==== Text segment

If you'd like to know more about the class, the blog or our U-District artifact project, please contact Gabrielle Dean: gnodean@u.washington.edu.

Wednesday, April 16, 2008

History of Origins: Media and Science

Because this section is entitled "media studies" I thought I'd start with a definition of "MEDIA" from new keywords
1."The contemporary idea of a medium "or, in the plural, of media) is closely linked to that of the process of dissemination, or circulation, of information by means of some particular channel of communication. Central here is the process of sending signals or signs of some kind... Nowadays the term 'media' is most commonly used to refer to the institutions of electronic broadcasting, printed magazines, and newspapers which address mass audiences"(Bennet, 214).
2.I thought an interesting part of the essay was about how semiotics has entered media studies, and the essay breifly mentioned Roland Barthe, as an author/thinker on this subject(page 299), so I thought I'd look him up...(LONG ONE,sorry)

"Roland Barthes (November 12, 1915 – March 25, 1980) (pronounced [ʀɔlɑ̃ baʀt]) was a French literary critic, literary and social theorist, philosopher, and semiotician. Barthes' work extended over many fields and he influenced the development of schools of theory including structuralism, semiotics, existentialism, Marxism and post-structuralism... He would often interrogate pieces of cultural material to expose how bourgeois society used them to assert its values upon others. For instance, portrayal of wine in French society as a robust and healthy habit would be a bourgeois ideal perception contradicted by certain realities (i.e. that wine can be unhealthy and inebriating). He found semiotics, the study of signs, useful in these interrogations. Barthes explained that these bourgeois cultural myths were second-order signs, or significations. A picture of a full, dark bottle is a signifier relating to a signified: a fermented, alcoholic beverage - wine. However, the bourgeois take this signified and apply their own emphasis to it, making ‘wine’ a new signifier, this time relating to a new signified: the idea of healthy, robust, relaxing wine. Motivations for such manipulations vary from a desire to sell products to a simple desire to maintain the status quo." http://en.wikipedia.org/wiki/Roland_Barthes#Semiotics_and_myth

I didn't know what "lacanian theories" was (on page 300) so this last one is a definition
lancanian is from...

========

▶ [Tasks and exercises]
**a)** Answer these questions using the media studies blog post.
(i) Who should be contacted for more information about the class?
(ii) On what page does the essay briefly mention Roland Barthes?
(iii) On what page does the essay refer to "lacanian theories"?
**b)** Continue the media studies blog post from its final line.
The entries that follow the blog post were taken from a separate source.

==== Provided data

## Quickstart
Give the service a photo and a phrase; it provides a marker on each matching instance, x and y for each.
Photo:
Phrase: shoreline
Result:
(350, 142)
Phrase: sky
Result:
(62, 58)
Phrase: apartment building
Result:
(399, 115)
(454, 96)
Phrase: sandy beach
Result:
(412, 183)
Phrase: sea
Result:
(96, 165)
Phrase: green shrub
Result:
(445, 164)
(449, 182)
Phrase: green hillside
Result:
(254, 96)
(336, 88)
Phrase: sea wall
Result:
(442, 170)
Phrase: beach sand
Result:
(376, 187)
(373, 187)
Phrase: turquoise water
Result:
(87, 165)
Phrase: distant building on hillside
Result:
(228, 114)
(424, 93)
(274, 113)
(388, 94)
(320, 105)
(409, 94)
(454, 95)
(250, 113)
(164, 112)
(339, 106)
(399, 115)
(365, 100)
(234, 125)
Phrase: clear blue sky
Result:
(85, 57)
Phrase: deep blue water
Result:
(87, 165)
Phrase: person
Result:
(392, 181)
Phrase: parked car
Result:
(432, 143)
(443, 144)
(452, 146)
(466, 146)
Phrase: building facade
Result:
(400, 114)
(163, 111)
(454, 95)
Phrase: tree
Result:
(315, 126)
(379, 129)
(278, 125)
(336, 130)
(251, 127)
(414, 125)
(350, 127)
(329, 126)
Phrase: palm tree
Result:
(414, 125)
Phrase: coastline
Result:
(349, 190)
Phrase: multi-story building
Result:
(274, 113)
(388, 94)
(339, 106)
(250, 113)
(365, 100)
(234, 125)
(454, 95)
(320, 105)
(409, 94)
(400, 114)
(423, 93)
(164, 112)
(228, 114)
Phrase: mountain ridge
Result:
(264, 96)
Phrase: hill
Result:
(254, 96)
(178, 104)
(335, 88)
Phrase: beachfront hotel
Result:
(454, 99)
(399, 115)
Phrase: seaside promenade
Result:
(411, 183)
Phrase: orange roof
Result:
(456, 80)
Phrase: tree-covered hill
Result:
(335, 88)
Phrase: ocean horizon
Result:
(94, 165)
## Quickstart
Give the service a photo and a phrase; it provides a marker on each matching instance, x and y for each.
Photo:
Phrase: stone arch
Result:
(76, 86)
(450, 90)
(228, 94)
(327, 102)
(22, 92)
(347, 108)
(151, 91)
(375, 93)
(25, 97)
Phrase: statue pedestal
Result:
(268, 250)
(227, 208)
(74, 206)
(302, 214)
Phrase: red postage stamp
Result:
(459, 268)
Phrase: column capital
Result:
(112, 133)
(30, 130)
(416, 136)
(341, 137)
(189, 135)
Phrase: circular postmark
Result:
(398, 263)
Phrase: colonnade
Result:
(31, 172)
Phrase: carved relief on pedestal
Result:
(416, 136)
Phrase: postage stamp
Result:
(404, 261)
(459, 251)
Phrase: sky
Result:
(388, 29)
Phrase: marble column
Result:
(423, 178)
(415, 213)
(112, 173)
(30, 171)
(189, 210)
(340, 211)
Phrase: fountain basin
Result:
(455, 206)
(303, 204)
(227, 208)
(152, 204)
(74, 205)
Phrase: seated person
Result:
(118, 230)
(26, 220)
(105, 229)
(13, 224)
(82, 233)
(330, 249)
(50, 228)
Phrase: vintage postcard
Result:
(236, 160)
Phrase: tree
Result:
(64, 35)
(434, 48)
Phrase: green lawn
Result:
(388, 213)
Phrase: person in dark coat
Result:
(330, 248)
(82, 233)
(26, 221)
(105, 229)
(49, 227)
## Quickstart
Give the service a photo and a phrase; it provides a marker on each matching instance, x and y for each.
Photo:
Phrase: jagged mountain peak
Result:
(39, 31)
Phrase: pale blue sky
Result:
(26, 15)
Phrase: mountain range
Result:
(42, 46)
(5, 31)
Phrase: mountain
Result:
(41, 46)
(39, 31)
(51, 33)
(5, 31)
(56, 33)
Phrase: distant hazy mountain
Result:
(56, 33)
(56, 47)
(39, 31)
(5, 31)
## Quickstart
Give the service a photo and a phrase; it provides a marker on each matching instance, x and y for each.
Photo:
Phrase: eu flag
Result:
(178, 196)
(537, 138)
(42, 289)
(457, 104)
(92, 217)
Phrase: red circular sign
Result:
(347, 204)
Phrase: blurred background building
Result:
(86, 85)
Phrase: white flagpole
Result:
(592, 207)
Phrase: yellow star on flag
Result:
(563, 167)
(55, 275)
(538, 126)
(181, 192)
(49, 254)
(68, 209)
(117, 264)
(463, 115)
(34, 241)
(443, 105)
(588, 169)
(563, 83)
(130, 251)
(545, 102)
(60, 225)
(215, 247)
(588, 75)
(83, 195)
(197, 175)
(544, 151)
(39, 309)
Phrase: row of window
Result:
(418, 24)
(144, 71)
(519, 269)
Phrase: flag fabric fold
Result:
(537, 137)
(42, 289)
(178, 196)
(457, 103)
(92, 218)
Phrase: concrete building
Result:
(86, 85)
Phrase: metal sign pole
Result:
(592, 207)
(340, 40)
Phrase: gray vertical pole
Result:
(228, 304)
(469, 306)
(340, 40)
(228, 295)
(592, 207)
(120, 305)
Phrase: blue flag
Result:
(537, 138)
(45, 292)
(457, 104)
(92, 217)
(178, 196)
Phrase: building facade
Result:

========

▶ [Expected results]
**a)**
(i) Gabrielle Dean
(ii) Page 299
(iii) Page 300

**b)**
"Jacques-Marie-Émile Lacan (French ) (April 13, 1901 – September 9, 1981) was a French psychoanalyst, psychiatrist, and doctor, who made prominent contributions to the psychoanalytic movement. His yearly seminars, conducted in Paris from 1953 until his death in 1981, were a major influence in the French intellectual milieu of the 1960s and '70s, particularly among post-structuralist thinkers.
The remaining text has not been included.